_What to produce:_
Collect every line in the listing below that contains the word "Each".

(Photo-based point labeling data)
##############################

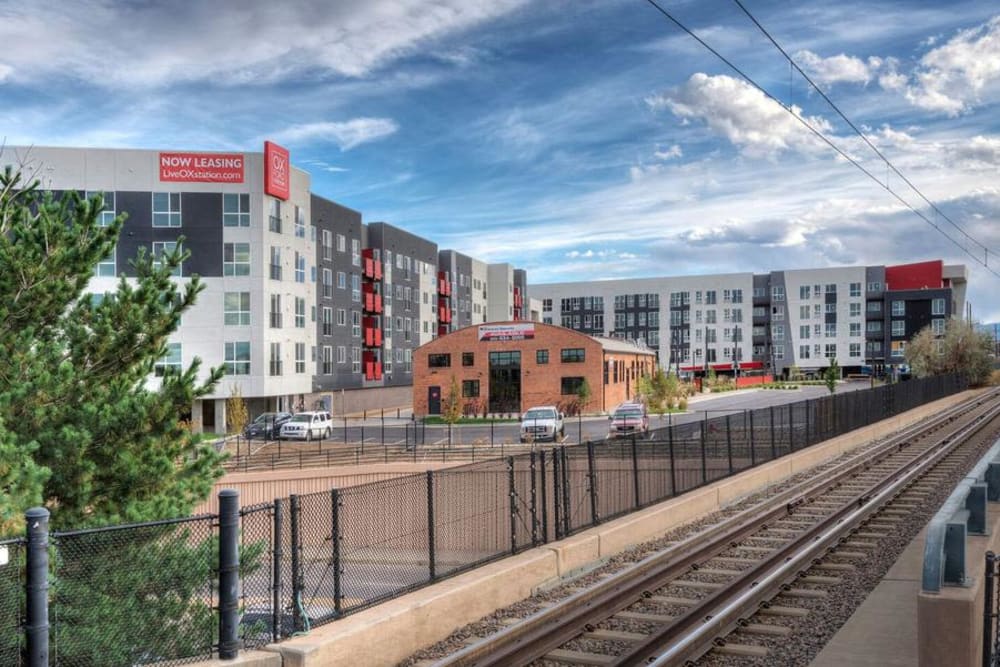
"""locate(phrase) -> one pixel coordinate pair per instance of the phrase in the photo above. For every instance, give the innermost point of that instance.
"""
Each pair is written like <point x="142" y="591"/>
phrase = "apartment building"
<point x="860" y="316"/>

##############################

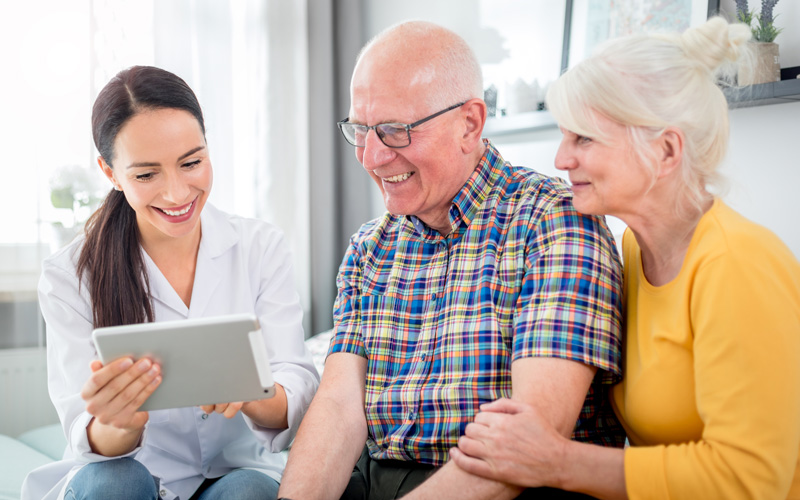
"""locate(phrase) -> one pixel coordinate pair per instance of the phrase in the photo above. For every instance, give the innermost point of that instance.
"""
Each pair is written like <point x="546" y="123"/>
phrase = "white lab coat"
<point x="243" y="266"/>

##############################

_Output for this exercise:_
Each pair is written like <point x="142" y="591"/>
Each pair is written like <point x="546" y="123"/>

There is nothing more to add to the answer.